In the copy, include all of the listing exactly and none of its pictures.
* * * * *
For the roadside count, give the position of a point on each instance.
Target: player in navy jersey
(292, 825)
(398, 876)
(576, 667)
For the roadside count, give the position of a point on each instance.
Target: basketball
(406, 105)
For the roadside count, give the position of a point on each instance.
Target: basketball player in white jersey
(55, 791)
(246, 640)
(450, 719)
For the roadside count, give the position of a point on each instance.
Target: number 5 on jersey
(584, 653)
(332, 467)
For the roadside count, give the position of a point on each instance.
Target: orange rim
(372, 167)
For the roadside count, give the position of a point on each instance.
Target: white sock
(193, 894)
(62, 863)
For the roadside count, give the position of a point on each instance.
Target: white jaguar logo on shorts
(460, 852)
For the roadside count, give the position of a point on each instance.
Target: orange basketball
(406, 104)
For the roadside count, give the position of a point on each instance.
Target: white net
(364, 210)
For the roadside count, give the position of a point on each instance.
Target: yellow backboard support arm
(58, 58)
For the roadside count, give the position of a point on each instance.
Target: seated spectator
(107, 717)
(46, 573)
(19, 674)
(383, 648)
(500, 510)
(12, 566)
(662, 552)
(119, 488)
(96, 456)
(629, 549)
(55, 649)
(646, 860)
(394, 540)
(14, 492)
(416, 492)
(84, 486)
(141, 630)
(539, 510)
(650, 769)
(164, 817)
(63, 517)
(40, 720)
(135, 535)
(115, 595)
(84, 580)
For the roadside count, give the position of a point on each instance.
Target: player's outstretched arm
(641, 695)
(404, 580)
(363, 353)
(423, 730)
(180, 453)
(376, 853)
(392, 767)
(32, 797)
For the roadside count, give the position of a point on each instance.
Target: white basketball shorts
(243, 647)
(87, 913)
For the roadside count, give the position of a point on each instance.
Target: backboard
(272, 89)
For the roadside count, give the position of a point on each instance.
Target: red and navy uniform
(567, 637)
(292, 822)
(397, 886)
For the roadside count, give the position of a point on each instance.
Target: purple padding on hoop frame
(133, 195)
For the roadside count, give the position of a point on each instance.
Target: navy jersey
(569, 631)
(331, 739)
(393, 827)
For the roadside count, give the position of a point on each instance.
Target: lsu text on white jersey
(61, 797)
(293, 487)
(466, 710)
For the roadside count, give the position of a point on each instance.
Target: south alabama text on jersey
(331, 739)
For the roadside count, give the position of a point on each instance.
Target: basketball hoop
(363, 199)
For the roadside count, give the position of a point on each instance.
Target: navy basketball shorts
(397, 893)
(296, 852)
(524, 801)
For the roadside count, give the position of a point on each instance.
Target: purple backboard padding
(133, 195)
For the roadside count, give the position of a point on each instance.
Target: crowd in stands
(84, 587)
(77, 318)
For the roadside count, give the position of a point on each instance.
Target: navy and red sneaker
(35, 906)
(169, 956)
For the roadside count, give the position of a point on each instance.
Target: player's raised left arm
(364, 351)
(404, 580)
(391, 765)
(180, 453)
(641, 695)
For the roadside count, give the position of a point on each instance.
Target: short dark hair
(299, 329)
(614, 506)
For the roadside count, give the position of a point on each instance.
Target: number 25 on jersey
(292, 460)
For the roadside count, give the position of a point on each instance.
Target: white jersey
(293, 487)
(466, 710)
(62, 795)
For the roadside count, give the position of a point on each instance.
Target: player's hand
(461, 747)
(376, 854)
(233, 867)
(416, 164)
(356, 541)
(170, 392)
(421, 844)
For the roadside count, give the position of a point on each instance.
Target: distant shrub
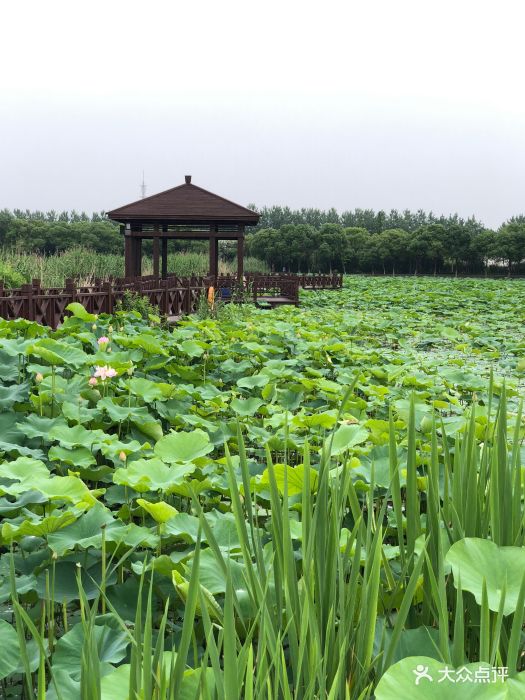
(11, 277)
(133, 301)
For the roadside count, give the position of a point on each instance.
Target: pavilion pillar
(156, 251)
(164, 271)
(214, 252)
(137, 257)
(128, 252)
(240, 258)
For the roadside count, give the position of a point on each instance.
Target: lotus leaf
(473, 560)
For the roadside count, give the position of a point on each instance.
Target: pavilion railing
(174, 296)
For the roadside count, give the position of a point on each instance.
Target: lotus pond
(314, 502)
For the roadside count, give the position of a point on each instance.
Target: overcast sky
(378, 103)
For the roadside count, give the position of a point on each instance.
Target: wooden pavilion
(186, 212)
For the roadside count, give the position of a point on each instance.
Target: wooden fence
(174, 296)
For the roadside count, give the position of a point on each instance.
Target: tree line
(310, 240)
(54, 232)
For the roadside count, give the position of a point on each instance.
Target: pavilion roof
(185, 203)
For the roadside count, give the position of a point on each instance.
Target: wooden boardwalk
(174, 296)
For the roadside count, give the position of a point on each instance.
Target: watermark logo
(483, 674)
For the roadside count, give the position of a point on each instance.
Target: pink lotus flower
(105, 372)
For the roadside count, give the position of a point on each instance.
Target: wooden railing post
(109, 297)
(71, 290)
(27, 291)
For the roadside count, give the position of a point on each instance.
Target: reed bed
(85, 265)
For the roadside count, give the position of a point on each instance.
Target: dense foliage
(85, 265)
(452, 246)
(308, 240)
(302, 503)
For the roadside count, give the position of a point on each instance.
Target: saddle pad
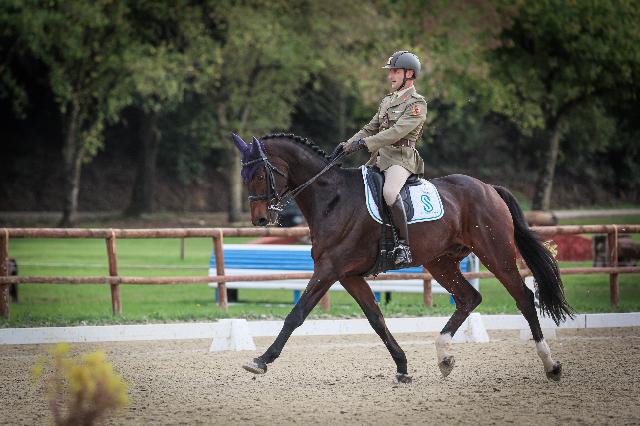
(425, 199)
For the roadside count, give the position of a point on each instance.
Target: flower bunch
(81, 389)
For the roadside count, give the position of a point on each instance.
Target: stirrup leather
(402, 253)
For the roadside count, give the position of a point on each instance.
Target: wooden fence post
(612, 244)
(427, 295)
(116, 304)
(4, 271)
(325, 302)
(218, 250)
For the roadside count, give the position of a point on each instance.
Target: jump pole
(4, 271)
(116, 302)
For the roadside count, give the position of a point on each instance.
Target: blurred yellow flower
(81, 389)
(552, 247)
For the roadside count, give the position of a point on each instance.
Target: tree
(270, 51)
(82, 46)
(557, 57)
(174, 56)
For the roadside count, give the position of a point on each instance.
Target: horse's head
(265, 181)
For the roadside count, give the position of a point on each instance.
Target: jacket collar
(406, 94)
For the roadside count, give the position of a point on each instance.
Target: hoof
(555, 373)
(256, 366)
(403, 378)
(447, 365)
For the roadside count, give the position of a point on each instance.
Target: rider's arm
(370, 129)
(414, 115)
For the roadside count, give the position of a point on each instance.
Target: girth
(406, 143)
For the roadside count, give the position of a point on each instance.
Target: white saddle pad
(426, 201)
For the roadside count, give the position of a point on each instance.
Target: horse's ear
(240, 144)
(256, 146)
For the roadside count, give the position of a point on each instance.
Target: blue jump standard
(296, 259)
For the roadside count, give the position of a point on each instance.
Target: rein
(272, 194)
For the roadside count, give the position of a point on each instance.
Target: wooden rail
(217, 234)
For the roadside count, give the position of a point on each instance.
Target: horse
(479, 218)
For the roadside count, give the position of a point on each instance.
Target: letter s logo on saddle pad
(425, 199)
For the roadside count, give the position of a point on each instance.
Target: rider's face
(395, 77)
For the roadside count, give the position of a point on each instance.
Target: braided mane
(299, 139)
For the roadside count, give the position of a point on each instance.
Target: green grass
* * * * *
> [Answer to this exercise]
For the roadside count, give the position of a point on each instance.
Target: player in navy jersey
(292, 825)
(398, 876)
(576, 667)
For the roadside count, give the position of a point on each instance.
Target: basketball
(406, 105)
For the roadside count, give the position of a point on each instance.
Target: basketball player in white jersey
(55, 791)
(246, 640)
(450, 719)
For the roadside count, give the position of a point on each instance.
Target: number 5 on jersey
(584, 653)
(332, 467)
For the roadside count, give the position of a point on each instance.
Target: orange rim
(372, 167)
For the roadside count, give the position of a point on each instance.
Target: white sock
(193, 894)
(62, 863)
For the roadside count, give the position of a point on each instance.
Target: white jaguar logo on shorts
(460, 852)
For the roadside count, give the position of a point on each instance.
Target: orange basketball
(406, 104)
For the roadside count, give the position of a point on each instance.
Target: white net
(364, 210)
For the roadside count, give the position of a point on each instance.
Target: yellow backboard support arm
(58, 58)
For the roadside count, give the position of a point on each instance.
Target: seated spectator
(107, 717)
(46, 573)
(19, 674)
(383, 648)
(500, 510)
(12, 566)
(662, 552)
(119, 488)
(96, 456)
(629, 549)
(55, 649)
(646, 860)
(394, 540)
(14, 492)
(416, 492)
(84, 486)
(141, 630)
(539, 510)
(650, 769)
(164, 817)
(63, 517)
(40, 720)
(135, 535)
(115, 595)
(84, 580)
For the roadside count, give the position of a point on each instance.
Target: player's outstretched arm
(641, 695)
(404, 580)
(363, 353)
(423, 730)
(180, 453)
(376, 853)
(392, 767)
(32, 797)
For the roadside count, give the position of a point on each instance.
Target: white basketball shorts
(243, 647)
(87, 913)
For the roadside count, give the position of a point on each instance.
Target: backboard
(272, 89)
For the roadside count, give the position of a point on each instance.
Target: red and navy uniform
(567, 637)
(292, 822)
(397, 886)
For the roadside count, give the position of a point on each instance.
Target: purple padding on hoop frame
(133, 195)
For the roadside count, give the position of a point on each instance.
Target: navy jersey
(569, 631)
(331, 739)
(393, 827)
For the roadside count, give the position of a point on each instance.
Target: lsu text on white jersey
(61, 797)
(293, 487)
(466, 710)
For the roadside count, give the position of a point on each instance.
Target: south alabama text on jersey
(331, 739)
For the roadside count, give the position of a point on each instance.
Target: basketball hoop
(363, 199)
For the roadside count, give the position of a point on each instance.
Target: navy basketball shorts
(397, 893)
(296, 852)
(524, 801)
For the roadside count, give the position of a point on each instance.
Target: purple backboard padding
(133, 195)
For the roadside count, give the position of a point on each instance.
Target: crowd in stands
(84, 587)
(77, 318)
For the roadside count, give the position of a point on each instance.
Target: navy and red sneaker
(35, 906)
(169, 956)
For the roadside count, give the position of a point on each instance.
Target: player's raised left arm
(364, 351)
(404, 580)
(391, 765)
(180, 453)
(641, 695)
For the roadside count, give the position of a point on each instance.
Target: short dark hair
(299, 329)
(614, 506)
For the roadside count, give the position of a point on each instance.
Target: number 25 on jersey
(292, 460)
For the roadside count, give the position of a point on each instance.
Target: white jersey
(293, 487)
(466, 710)
(62, 795)
For the roadside count, give the position of a point on each instance.
Target: player's hand
(461, 747)
(376, 854)
(233, 867)
(416, 164)
(356, 541)
(170, 392)
(421, 844)
For the roadside count, give the position of a point on each instance.
Target: distant shrub
(11, 277)
(133, 301)
For the roadside count, give the position of a point on each instance.
Target: pavilion pillar
(156, 251)
(164, 271)
(214, 252)
(137, 257)
(128, 252)
(240, 258)
For the roadside count, give the position of a point on each instance.
Target: lotus leaf
(473, 560)
For the roadside count, give the position of a point on each instance.
Target: pavilion railing
(174, 296)
For the roadside count, give the position of a point on each instance.
Target: lotus pond
(314, 502)
For the roadside count, give the position of a point on each instance.
Target: overcast sky
(378, 103)
For the roadside count, give the position of a point on each instance.
Target: wooden pavilion
(186, 212)
For the roadside count, give the position of a point on each instance.
Target: wooden fence
(174, 296)
For the roadside count, give the position of a point on each instance.
Target: tree line
(310, 240)
(54, 232)
For the roadside count, give the position of a point on each instance.
Target: pavilion roof
(185, 203)
For the roadside count, give the position of a point on each instance.
Target: wooden boardwalk
(174, 296)
For the roadside count, give the position of a point on each instance.
Target: watermark logo
(483, 674)
For the roadside count, give the position of a point on each instance.
Target: pink lotus flower
(105, 372)
For the roadside count, give the position of a point on each instance.
Target: wooden railing post
(109, 297)
(71, 290)
(27, 291)
For the roadside count, give the position of a point on each instance.
Target: reed bed
(85, 265)
For the roadside count, give the position of a point on each instance.
Target: dense foliage
(85, 265)
(452, 246)
(308, 240)
(302, 503)
For the roadside count, give the position of a point on each instance.
Target: saddle pad
(425, 199)
For the roadside count, give the position of a point on each instance.
Target: flower bunch
(81, 389)
For the roadside count, give the position of a point on each instance.
Target: stirrup leather
(402, 253)
For the roadside count, give the position of a point on each instance.
Target: wooden fence post
(612, 244)
(427, 295)
(116, 304)
(4, 271)
(325, 302)
(218, 250)
For the roadside count, give the position of a point on each instance.
Target: jump pole
(4, 271)
(116, 302)
For the roadside count, give the position of a point on each instance.
Target: blurred yellow flower
(81, 389)
(552, 247)
For the roadside count, give the position of a point on each instance.
Target: tree
(270, 51)
(82, 46)
(557, 57)
(174, 56)
For the roadside count, give the position of a point on each instance.
Target: horse's head
(265, 181)
For the roadside count, give the position of a point on each instance.
Target: jacket collar
(406, 94)
For the roadside count, give the position of a point on each instance.
Target: hoof
(555, 373)
(256, 366)
(403, 378)
(447, 365)
For the roadside count, give the position of a point on each instance.
Target: rider's arm
(370, 129)
(414, 115)
For the roadside count, give the position of a point on each instance.
Target: girth
(406, 143)
For the roadside count, give the position of a point on each instance.
Target: white saddle pad
(426, 201)
For the roadside count, give the position of a point on each instance.
Target: horse's ear
(240, 144)
(256, 146)
For the roadside count, give the position of a point on each instance.
Target: blue jump standard
(296, 259)
For the roadside count, give the position of a point on each instance.
Target: rein
(272, 194)
For the roadside count, give the position of a point on each instance.
Target: wooden rail
(217, 234)
For the roadside count, give the position of a point on each instance.
Target: horse
(479, 218)
For the roadside count, give the position of a point on each instance.
Target: letter s logo on saddle pad
(425, 199)
For the roadside count, give the position of a point on each instance.
Target: rider's face
(395, 77)
For the roadside count, give the position of a point on each instance.
Target: braided mane
(299, 139)
For the roadside count, give the position of a point on each instance.
Target: green grass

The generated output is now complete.